Task description:
Copy the material below word for word, keeping every line and its punctuation unchanged.

Dataset content:
———
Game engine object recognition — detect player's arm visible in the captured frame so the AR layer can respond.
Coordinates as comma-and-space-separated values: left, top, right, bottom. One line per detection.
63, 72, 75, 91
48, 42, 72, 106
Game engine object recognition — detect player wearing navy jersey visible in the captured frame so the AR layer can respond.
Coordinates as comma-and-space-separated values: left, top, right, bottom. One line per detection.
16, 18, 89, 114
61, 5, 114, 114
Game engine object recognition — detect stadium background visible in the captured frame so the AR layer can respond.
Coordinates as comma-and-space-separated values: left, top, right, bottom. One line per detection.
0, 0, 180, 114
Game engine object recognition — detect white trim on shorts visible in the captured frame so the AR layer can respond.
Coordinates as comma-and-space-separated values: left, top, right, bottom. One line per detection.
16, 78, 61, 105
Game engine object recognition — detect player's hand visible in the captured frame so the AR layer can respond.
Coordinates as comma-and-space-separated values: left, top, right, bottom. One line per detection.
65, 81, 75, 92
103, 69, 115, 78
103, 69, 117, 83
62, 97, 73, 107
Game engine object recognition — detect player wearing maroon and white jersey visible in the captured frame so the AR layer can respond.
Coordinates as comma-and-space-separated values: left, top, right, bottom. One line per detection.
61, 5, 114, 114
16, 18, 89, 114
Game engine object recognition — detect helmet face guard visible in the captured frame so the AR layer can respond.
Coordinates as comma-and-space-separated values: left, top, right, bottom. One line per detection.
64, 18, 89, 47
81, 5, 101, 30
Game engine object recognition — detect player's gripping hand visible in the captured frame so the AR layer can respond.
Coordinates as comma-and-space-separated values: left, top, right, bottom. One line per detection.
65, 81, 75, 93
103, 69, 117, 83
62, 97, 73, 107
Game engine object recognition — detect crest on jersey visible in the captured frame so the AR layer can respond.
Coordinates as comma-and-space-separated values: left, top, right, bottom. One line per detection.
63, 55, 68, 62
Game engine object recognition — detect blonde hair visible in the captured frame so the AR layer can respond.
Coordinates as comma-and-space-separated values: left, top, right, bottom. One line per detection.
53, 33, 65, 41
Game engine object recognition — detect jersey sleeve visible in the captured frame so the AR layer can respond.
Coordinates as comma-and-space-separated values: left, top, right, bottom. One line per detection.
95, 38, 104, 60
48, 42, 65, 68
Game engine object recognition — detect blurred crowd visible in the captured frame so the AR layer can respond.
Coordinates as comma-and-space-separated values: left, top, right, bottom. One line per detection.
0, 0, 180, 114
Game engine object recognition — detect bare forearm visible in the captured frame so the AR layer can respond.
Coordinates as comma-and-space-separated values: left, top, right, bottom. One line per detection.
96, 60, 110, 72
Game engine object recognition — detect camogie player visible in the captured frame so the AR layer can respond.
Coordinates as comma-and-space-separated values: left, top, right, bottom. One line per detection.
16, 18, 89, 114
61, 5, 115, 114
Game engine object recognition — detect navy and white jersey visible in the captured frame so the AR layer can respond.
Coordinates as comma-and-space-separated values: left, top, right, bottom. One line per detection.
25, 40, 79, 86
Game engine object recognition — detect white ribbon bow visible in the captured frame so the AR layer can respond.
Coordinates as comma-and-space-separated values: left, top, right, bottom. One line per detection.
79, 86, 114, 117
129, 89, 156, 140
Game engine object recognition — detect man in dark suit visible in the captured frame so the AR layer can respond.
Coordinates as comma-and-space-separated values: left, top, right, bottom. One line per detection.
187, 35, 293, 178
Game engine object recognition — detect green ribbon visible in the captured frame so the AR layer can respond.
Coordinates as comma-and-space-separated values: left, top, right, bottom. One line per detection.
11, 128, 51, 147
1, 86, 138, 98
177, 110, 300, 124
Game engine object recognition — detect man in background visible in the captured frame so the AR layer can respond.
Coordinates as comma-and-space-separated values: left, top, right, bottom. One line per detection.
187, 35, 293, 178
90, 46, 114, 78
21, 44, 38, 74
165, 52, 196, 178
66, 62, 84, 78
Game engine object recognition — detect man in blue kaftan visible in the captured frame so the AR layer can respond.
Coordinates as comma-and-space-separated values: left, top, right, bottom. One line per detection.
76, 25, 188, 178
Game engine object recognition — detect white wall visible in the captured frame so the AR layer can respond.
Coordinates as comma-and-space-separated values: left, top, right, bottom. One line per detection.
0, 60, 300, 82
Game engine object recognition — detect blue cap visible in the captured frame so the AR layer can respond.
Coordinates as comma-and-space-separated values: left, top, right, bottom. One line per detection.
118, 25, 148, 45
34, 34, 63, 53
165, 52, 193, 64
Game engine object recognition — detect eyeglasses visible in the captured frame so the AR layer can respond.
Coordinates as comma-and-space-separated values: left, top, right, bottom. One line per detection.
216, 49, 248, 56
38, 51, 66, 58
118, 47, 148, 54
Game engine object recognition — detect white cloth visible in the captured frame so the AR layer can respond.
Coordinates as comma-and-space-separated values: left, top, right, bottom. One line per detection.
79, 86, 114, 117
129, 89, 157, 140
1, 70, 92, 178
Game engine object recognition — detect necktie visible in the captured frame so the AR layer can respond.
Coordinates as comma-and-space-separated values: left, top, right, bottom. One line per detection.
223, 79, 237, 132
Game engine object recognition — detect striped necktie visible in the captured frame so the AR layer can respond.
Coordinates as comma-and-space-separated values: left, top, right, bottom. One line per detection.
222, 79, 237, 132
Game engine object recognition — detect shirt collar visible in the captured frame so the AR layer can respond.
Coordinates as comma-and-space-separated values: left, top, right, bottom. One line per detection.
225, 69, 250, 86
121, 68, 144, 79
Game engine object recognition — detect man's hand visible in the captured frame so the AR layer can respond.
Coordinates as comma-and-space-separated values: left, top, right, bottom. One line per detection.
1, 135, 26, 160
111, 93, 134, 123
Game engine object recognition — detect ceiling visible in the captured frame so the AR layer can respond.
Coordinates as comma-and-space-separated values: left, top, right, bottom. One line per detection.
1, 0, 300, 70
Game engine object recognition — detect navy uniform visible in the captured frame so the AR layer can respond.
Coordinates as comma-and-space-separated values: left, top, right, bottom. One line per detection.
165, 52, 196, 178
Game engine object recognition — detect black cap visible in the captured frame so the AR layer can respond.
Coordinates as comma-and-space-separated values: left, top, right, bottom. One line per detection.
———
Exercise output:
Game engine object recognition — detect player's arm visible in the captured frame so the AR layer can respond.
Coordinates as comma-and-space-separated values: left, top, right, bottom. One line per detection.
63, 72, 75, 91
48, 42, 72, 106
Game engine object recognition — detect player wearing navy jersey visible in the captured frame so the AR layer can respond.
Coordinates as comma-and-space-separated values: left, top, right, bottom. One line per detection.
16, 18, 89, 114
61, 5, 114, 114
Game engine object recognition — detect stadium background visible in the captured frame so the AR layer can respond.
Coordinates as comma-and-space-separated values: left, top, right, bottom. One line per detection.
0, 0, 180, 114
Game engine object recognition — detect white trim on shorts visible in the captured frame so the AR layer can respond.
Coordinates as comma-and-space-separated values: left, top, right, bottom. One line per detection.
16, 78, 61, 105
Game engine object recognition — detect player's hand visible in the captured frame so the AR layer can respond.
Coordinates as comma-and-space-separated values: left, top, right, bottom. One line per detection.
65, 81, 75, 92
103, 69, 115, 78
103, 69, 117, 83
62, 97, 73, 107
Game engine object recognition — detect player wearing maroon and white jersey visible in the captured frame so the AR layer can respond.
Coordinates as comma-and-space-separated values: left, top, right, bottom. One line per detection.
61, 5, 114, 114
16, 18, 89, 114
Game engine object recognition — detect helmet face guard visible in the captured frame so the AR layer can respond.
Coordinates as comma-and-space-separated values: left, top, right, bottom. One line per detection.
64, 18, 89, 47
81, 5, 101, 30
Game engine object recognition — detect player's gripping hand visible in the captured frame so the AR layer can respond.
Coordinates as comma-and-space-separated values: left, top, right, bottom. One line per detection.
65, 81, 75, 93
103, 69, 117, 83
62, 97, 73, 107
Game engine object recognition — detect crest on jersey visible in the captured frame so the AR layer can respond.
Coordinates as comma-and-space-separated values: left, top, right, bottom. One line per detection.
63, 55, 68, 62
Game engine object recognition — detect blonde hair visible in the captured frame so the AR layer can respond.
Coordinates as comma-and-space-separated values: left, top, right, bottom. One line per detection.
53, 33, 65, 41
Game engine object recognition — detect jersey sleeve visible in the captured frame so the AR layer can respond.
Coordinates as comma-and-space-separated values: left, top, right, bottom. One line per detection.
95, 38, 104, 60
48, 42, 65, 68
Game engine object recognition — detect blurred crowd visible in the captured frame so the AR layer can respond.
Coordinates as comma-and-space-separated values: left, top, right, bottom. One line per detection.
0, 0, 180, 114
Game engine object recognition — detect bare forearm visible in the captured frame so the AR layer can respond.
Coordinates as comma-and-space-separated values: left, top, right, bottom. One line per detection.
96, 60, 110, 72
Game engine object recognition — detect camogie player visible in the captured frame so the AR layer can respond.
Coordinates as comma-and-space-separated values: left, top, right, bottom. One line per detection.
16, 18, 89, 114
61, 5, 115, 114
Game engine object recognition — detect navy and white jersey visible in the captured frame so the AR layer can respond.
Coordinates as comma-and-space-separated values: left, top, right, bottom. One line per detection.
25, 40, 79, 86
Game engine object recognition — detect white ribbon bow visible in the captured frame so the AR layer can respond.
Coordinates as comma-and-space-separated values: left, top, right, bottom. One line per detection.
79, 86, 114, 117
129, 89, 156, 140
Game engine object recognition — detect man in dark suit visible in the captured frame so the AR layer can respond.
Coordinates as comma-and-space-separated values: left, top, right, bottom. One line per detection.
187, 35, 293, 178
Game engine object recognition — detect green ribbon visible in the captured frame so the AR layer can respond.
Coordinates as comma-and-space-separated values: left, top, right, bottom. One line per detection.
11, 128, 51, 147
1, 86, 138, 98
177, 110, 300, 124
Game engine object recognition — detect man in background visible in the captured frame so the AR layer can respond.
Coordinates as comma-and-space-separated values: left, top, right, bottom. One line per detection.
187, 35, 293, 178
90, 46, 114, 78
21, 44, 38, 74
165, 52, 196, 178
66, 62, 84, 78
Game engine object recognition — detect man in blue kaftan visible in the captured frame so the AR layer can respond.
Coordinates as comma-and-space-separated values: left, top, right, bottom. One line per detection.
76, 25, 188, 178
Game engine object recognition — detect white wall visible in the captured frame so the AR layer can respond.
Coordinates as comma-and-space-separated values: left, top, right, bottom. One line per detection.
0, 60, 300, 82
Game engine object recognition — detect blue cap visible in the captured frame so the AR layer can respond.
Coordinates as comma-and-space-separated values: left, top, right, bottom. One line per detection.
118, 25, 148, 45
34, 34, 63, 53
165, 52, 193, 64
Game engine object recognition — detect eyeglasses visible in the captured frame so the AR layer can respond.
Coordinates as comma-and-space-separated values: left, top, right, bottom. One line per detection.
216, 49, 248, 56
38, 51, 66, 58
118, 47, 148, 54
Game engine object recognition — detect white cloth visible in the captured frame so the AR layer can respond.
Coordinates as comma-and-space-separated values: left, top, right, bottom. One line per detection.
79, 86, 114, 117
129, 89, 157, 140
1, 70, 92, 178
Game engine object recognition — detect necktie visible in the captured frame so the AR layer can respond.
Coordinates as comma-and-space-separated values: left, top, right, bottom. One line per detection.
223, 79, 237, 132
Game engine object recognition — detect striped necktie visible in the captured frame so the AR layer can respond.
Coordinates as comma-and-space-separated values: left, top, right, bottom. One line per detection.
222, 79, 237, 132
Game engine object recognition — detect shirt collar visible in the captured frame so the AR layer can respond.
Coordinates as comma-and-space-separated values: left, top, right, bottom. One line per detection.
225, 69, 250, 86
121, 68, 144, 79
Game engine object recognition — detect man's hand visible in the captured frame so the AR layer can respond.
Coordinates as comma-and-space-separated values: left, top, right, bottom. One line per detection.
1, 135, 26, 160
111, 93, 134, 123
Game engine object recognition — detect ceiling visible in the captured frame so the AR layer can respond.
Coordinates as comma-and-space-separated values: left, top, right, bottom. One line per detection.
1, 0, 300, 70
Game engine object recognition — detect navy uniform visible in the captured frame so the AR layer can respond.
Coordinates as comma-and-space-separated values: left, top, right, bottom. One line per detection.
165, 52, 196, 178
Game engine object recognition — detect black cap visible in the captured frame so the AR layer can respond.
Coordinates as comma-and-space-separated values: left, top, right, bottom. One line per detection.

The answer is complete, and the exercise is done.